> DIRECTIONS: Review the listing and copy each line that holds the word "like".

EXERCISE INPUTS section start

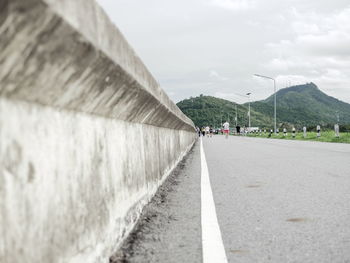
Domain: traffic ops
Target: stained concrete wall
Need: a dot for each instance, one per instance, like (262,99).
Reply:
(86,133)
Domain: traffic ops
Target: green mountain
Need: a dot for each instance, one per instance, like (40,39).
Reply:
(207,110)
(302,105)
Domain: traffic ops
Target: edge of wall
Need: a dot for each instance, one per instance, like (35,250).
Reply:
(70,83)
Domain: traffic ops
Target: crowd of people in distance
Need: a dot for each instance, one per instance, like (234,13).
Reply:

EXERCISE INPUTS section end
EXERCISE INPUTS section start

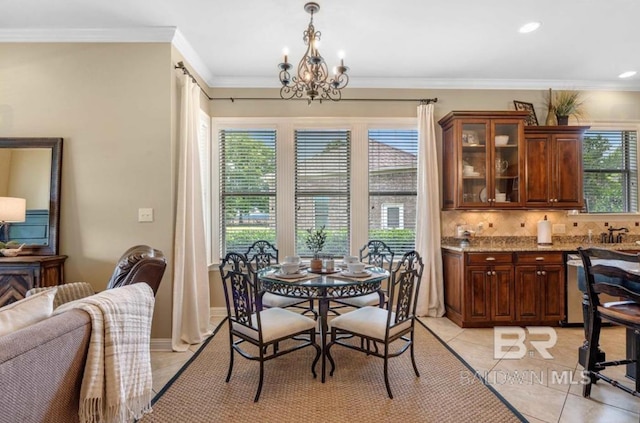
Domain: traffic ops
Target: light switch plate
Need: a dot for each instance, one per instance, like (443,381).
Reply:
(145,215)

EXERCISE INPUTS section end

> RESULT BELOW:
Need: a dot for each instance, one per instance, like (262,99).
Need: a dot for each instance, one per instance, like (40,39).
Need: a dot for each instance, one per instance, like (35,250).
Need: a dot for each instance, one per instance, like (234,13).
Need: a dot for each instance, one per instance, like (443,381).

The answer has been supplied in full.